Texto de lectura:

Tras la divertida vorágine, de nuevo hice frente a la intemperie para probar saunas, salas de masajes y las 12 pequeñas piscinas cubiertas, con aguas ricas en azufre, magnesio o calcio, de reconocidos efectos terapéuticos. Algunas –decían los termómetros- a 77 grados centígrados, con aguas termales procedentes de pozos a 900 metros de profundidad que fueron perforados en el siglo XIX.

En aquellos asombrosos baños perdí la noción del tiempo. Cuando salí varias horas después, entrada la noche, la bicicleta ya no estaba. Quizá se cansó de esperarme y se fue con otro. Quizá se murió de frío. Y yo sentí el escalofrío que producen los remordimientos.

La muerte en bicicleta

Obra expuesta en el Centro Cultural Santo Domingo, de Oaxaca (México).
Foto: Carmen del Puerto.

Tareas:
• 1. Según el texto de lectura, ¿a qué profundidad se encuentran los pozos de los que proceden las aguas termales?
• 2. Reproduce tal cual un fragmento del texto de lectura: comienza en las palabras "En aquellos asombrosos" y detente después de "producen los remordimientos.".
Las líneas no intervienen en este ejercicio.

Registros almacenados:
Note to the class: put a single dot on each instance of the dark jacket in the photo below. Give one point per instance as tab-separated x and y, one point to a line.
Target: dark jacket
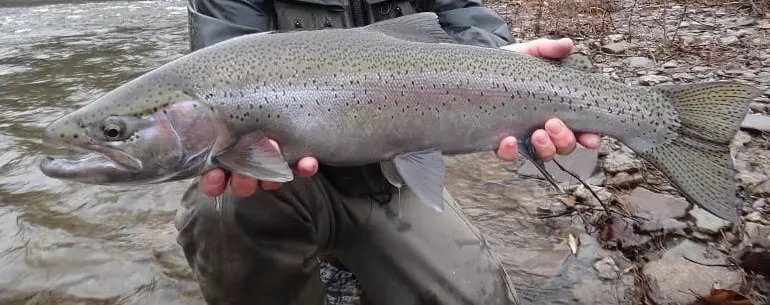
469	22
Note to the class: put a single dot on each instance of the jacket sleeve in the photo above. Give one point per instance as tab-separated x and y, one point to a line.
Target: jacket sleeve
470	22
212	21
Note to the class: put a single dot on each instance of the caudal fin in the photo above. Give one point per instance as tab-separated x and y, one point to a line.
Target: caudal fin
698	161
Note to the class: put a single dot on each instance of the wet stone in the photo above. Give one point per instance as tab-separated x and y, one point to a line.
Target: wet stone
617	47
757	217
756	122
620	162
584	195
636	62
675	277
650	80
624	179
657	207
706	222
606	268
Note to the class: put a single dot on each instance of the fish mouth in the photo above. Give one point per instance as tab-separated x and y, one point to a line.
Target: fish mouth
89	165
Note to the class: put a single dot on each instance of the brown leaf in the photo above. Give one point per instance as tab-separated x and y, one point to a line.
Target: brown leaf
722	297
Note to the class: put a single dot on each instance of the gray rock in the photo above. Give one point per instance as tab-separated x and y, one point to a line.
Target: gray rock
615	37
758	107
650	80
757	218
666	226
729	40
582	193
756	122
707	222
682	76
750	179
762	189
636	62
757	231
670	64
625	180
617	47
620	162
582	162
657	207
742	137
606	268
677	277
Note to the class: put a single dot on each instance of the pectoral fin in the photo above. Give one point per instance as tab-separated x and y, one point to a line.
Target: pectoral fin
254	156
423	172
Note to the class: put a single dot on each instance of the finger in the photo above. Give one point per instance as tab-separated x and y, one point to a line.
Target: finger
270	185
307	167
561	136
549	48
508	150
213	182
589	140
243	186
543	146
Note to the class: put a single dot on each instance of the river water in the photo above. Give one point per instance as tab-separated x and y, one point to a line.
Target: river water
68	243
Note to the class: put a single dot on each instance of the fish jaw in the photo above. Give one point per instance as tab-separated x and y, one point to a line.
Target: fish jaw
172	143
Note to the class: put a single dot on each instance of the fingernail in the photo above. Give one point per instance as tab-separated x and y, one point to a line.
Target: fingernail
216	178
557	128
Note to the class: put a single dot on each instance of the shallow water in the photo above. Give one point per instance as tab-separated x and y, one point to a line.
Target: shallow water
69	243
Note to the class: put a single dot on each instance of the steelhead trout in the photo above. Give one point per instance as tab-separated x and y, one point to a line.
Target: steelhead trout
400	93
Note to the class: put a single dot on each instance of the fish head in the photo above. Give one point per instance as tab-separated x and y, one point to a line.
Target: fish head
131	138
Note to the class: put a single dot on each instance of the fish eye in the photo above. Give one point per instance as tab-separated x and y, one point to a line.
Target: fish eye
112	131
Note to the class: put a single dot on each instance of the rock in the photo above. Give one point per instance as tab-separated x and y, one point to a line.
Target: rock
670	64
756	122
616	47
582	193
742	137
707	222
676	277
636	62
682	76
759	204
650	80
756	217
606	268
728	40
750	180
620	162
762	189
657	207
624	179
758	107
582	162
665	226
757	230
615	37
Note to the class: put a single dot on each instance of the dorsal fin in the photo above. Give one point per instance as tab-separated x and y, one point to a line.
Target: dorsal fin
418	27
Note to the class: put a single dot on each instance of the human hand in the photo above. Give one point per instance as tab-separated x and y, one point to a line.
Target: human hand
555	138
214	182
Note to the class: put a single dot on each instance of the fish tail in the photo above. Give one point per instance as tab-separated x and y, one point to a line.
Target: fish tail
698	160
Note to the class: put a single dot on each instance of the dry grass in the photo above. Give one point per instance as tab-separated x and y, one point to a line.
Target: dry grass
597	18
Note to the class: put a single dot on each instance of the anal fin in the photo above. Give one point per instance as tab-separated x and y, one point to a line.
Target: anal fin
528	150
423	172
253	155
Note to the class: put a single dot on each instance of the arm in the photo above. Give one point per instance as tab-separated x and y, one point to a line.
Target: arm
469	22
212	21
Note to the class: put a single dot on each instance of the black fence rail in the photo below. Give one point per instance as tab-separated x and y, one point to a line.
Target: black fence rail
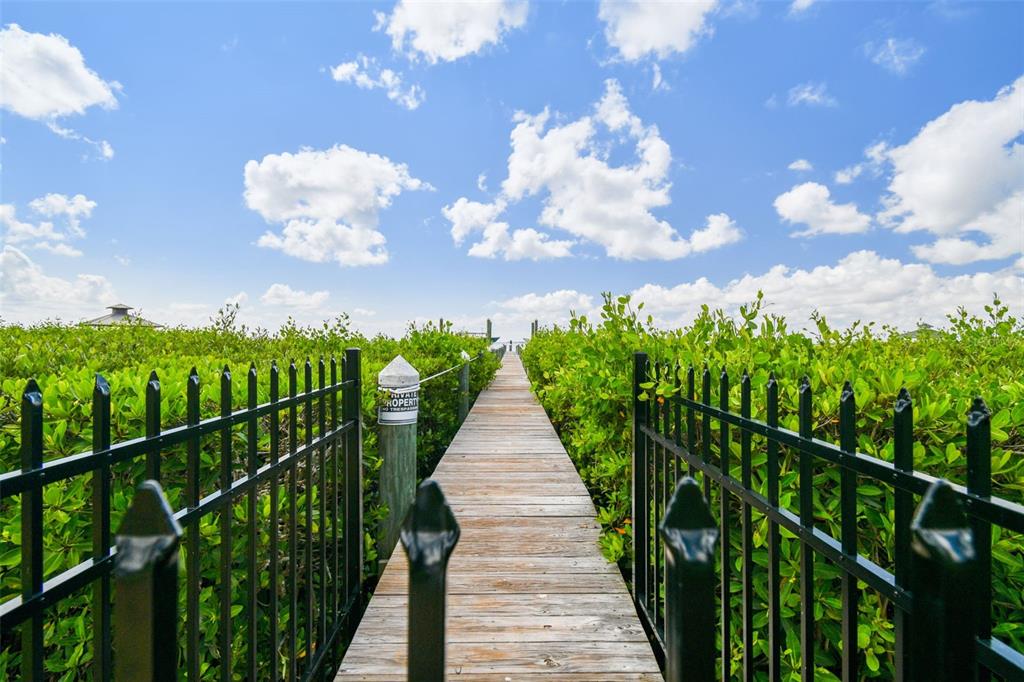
296	512
940	588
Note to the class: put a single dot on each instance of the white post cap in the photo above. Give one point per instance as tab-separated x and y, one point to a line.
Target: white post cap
398	374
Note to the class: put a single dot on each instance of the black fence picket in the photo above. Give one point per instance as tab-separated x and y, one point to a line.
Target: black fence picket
956	592
328	460
429	535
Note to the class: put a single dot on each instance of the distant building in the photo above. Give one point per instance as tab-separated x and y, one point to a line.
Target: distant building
119	315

Respuestas por tarea:
• 1. A 900 metros de profundidad.

• 2.
En aquellos asombrosos baños perdí la noción del tiempo. Cuando salí varias horas después, entrada la noche, la bicicleta ya no estaba. Quizá se cansó de esperarme y se fue con otro. Quizá se murió de frío. Y yo sentí el escalofrío que producen los remordimientos.